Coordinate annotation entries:

⁂

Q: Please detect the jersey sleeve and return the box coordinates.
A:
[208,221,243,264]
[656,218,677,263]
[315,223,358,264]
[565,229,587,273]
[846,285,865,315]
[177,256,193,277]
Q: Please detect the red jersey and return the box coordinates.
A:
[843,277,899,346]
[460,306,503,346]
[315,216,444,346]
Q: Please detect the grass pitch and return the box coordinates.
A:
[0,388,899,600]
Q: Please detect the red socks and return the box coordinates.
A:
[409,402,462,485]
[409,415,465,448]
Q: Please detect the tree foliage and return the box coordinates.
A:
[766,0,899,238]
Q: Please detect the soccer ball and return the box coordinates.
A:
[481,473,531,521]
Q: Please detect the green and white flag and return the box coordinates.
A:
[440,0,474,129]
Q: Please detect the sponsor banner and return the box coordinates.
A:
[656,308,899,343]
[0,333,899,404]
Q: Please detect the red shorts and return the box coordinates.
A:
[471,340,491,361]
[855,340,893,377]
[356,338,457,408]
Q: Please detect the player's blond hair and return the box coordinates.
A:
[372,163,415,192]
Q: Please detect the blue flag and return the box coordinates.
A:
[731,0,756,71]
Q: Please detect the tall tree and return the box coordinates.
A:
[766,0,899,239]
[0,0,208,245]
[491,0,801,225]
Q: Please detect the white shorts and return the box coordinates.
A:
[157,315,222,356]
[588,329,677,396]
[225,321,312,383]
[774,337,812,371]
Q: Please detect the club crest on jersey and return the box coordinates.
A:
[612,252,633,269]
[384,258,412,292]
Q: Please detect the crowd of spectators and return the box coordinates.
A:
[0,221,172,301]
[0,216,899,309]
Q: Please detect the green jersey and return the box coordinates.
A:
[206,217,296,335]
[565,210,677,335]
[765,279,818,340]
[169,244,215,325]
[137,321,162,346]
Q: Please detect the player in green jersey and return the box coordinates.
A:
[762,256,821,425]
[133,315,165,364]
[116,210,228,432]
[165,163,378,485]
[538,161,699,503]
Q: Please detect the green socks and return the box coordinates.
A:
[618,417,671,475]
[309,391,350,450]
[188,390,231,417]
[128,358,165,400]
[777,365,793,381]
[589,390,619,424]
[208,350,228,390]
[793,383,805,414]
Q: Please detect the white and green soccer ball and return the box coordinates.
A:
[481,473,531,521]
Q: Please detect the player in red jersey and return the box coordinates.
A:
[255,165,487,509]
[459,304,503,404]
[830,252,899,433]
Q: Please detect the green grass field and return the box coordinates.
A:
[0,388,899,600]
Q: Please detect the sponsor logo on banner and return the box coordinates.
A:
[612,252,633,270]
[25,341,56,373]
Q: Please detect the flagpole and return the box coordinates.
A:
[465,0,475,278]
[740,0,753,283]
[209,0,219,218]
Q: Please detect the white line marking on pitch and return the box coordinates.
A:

⁂

> [Directive] Please arrange all of the data above as a JSON list of strings, with one string for each line and any blank lines left out.

> [Output]
[
  "Q: Please detect the jersey sleeve and return the box coordinates.",
  "A:",
  "[208,221,243,264]",
  "[656,218,677,263]",
  "[315,223,358,264]",
  "[565,229,587,273]",
  "[846,285,865,315]",
  "[177,256,193,277]",
  "Q: Please detect the red jersey and return the box coordinates.",
  "A:",
  "[843,277,899,346]",
  "[460,306,503,346]",
  "[315,216,444,346]",
  "Q: Please detect the grass pitch and return the box coordinates.",
  "A:",
  "[0,388,899,600]",
  "Q: Please detect the red socks and return the box coordinates.",
  "A:",
  "[409,402,462,485]",
  "[409,415,465,448]",
  "Q: Please detect the tree foliage and return the box coordinates.",
  "A:",
  "[766,0,899,238]",
  "Q: Please detect the soccer ball and return the box coordinates.",
  "A:",
  "[481,473,531,521]",
  "Q: Please detect the green and white flag and return the box coordinates.",
  "A:",
  "[440,0,474,129]",
  "Q: Please detect the sponsor banner and return the box coordinates.",
  "A:",
  "[656,308,899,343]",
  "[0,333,899,404]",
  "Q: Please detect the red shorts and return the box coordinates.",
  "A:",
  "[471,340,491,361]",
  "[855,340,893,377]",
  "[356,338,457,408]",
  "Q: Please detect the player's blond hair and return the box coordinates.",
  "A:",
  "[372,163,415,192]",
  "Q: Please detect the blue flag and return the box coordinates.",
  "A:",
  "[731,0,756,71]",
  "Q: Please detect the tall tree and return the box coordinates.",
  "A:",
  "[766,0,899,239]",
  "[0,0,208,245]",
  "[491,0,801,225]",
  "Q: Please detect the white shorts and return the box coordinates.",
  "A:",
  "[157,315,222,356]",
  "[588,329,677,396]",
  "[225,321,312,383]",
  "[774,337,812,371]",
  "Q: Please detect the club crest on jersey and return the box coordinates.",
  "A:",
  "[612,252,633,269]",
  "[384,258,412,292]",
  "Q: Please detect the crowd of spectators and return the box coordinates.",
  "A:",
  "[0,221,172,301]",
  "[0,216,899,309]",
  "Q: Please detect the green jersey and return the box coordinates.",
  "A:",
  "[206,217,296,335]",
  "[565,210,677,335]",
  "[765,279,818,340]",
  "[169,244,215,325]",
  "[137,321,162,346]",
  "Q: Please detect the player in green jersey and return the box coordinates.",
  "A:",
  "[762,256,821,425]",
  "[133,315,165,364]",
  "[116,210,228,432]",
  "[165,163,378,485]",
  "[538,161,699,503]",
  "Q: Please detect the green socks and return the box coordinates.",
  "A:",
  "[618,417,671,475]",
  "[309,391,350,450]",
  "[188,390,231,417]",
  "[128,358,165,400]",
  "[777,365,793,381]",
  "[589,390,619,424]",
  "[208,350,228,390]",
  "[793,383,805,414]",
  "Q: Please detect the white and green soccer ball and return the box coordinates.",
  "A:",
  "[481,473,531,521]",
  "Q: Please detect the player in red jersey and return the box coordinates.",
  "A:",
  "[255,165,487,509]",
  "[459,304,503,404]",
  "[830,252,899,433]",
  "Q: Please detect the green grass field and return the box coordinates.",
  "A:",
  "[0,388,899,600]",
  "Q: Please detect the sponsor logo on banner and return the box coordinates.",
  "A:",
  "[612,252,633,270]",
  "[25,341,56,373]",
  "Q: Please detect the flagpole and return the box coordinates.",
  "A:",
  "[465,0,475,278]",
  "[740,0,753,283]",
  "[209,0,219,218]",
  "Q: Please detect the white line marking on pitch and return the box coordinates.",
  "A:"
]